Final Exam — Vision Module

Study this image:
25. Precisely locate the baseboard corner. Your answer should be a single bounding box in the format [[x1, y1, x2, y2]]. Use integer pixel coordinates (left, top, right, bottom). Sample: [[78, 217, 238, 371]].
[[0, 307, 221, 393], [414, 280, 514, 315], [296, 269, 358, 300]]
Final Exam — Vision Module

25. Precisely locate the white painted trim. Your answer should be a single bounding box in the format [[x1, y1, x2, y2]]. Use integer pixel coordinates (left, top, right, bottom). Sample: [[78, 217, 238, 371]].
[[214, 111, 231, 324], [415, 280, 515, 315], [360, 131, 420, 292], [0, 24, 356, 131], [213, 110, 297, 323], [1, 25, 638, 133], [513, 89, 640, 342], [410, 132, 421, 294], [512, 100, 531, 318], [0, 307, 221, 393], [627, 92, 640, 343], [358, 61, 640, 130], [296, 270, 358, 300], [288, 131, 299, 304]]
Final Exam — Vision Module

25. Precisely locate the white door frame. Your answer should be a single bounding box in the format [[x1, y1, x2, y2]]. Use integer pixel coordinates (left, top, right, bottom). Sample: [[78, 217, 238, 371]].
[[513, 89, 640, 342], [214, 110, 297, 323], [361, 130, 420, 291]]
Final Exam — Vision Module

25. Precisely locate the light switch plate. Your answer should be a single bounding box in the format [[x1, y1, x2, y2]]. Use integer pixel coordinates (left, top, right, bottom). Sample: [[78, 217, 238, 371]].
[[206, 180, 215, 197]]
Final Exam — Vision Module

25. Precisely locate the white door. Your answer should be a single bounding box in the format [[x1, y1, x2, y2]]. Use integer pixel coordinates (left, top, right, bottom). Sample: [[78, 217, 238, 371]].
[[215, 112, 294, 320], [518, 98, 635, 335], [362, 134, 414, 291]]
----
§ Task statement
Return the lines from the line containing "25. Precisely locate the white door frame." to the end of the entries above, exactly as they appear and with no other output.

§ Response to the task
25. Precisely locate the white door frame. Your answer should be a single bounding box in the format [[x1, y1, x2, y2]]. Use integer pixel coordinates (left, top, right, bottom). Sample: [[78, 217, 238, 371]].
[[513, 89, 640, 342], [214, 110, 297, 323], [361, 130, 420, 291]]
Final Exam — Vision Module

25. Precisely locate the light switch plate. Your answer should be a single bounding box in the format [[x1, y1, x2, y2]]. Use integer pixel coordinates (left, top, right, bottom). Sample: [[78, 217, 238, 371]].
[[206, 180, 215, 197]]
Final Exam — Vision Module

25. Precisely locate the white door. Your answer should be a single bounding box in the format [[x1, y1, x2, y2]]. Use integer pixel coordinates (left, top, right, bottom). Sample: [[78, 217, 238, 371]].
[[215, 112, 294, 320], [518, 98, 635, 335], [362, 134, 414, 291]]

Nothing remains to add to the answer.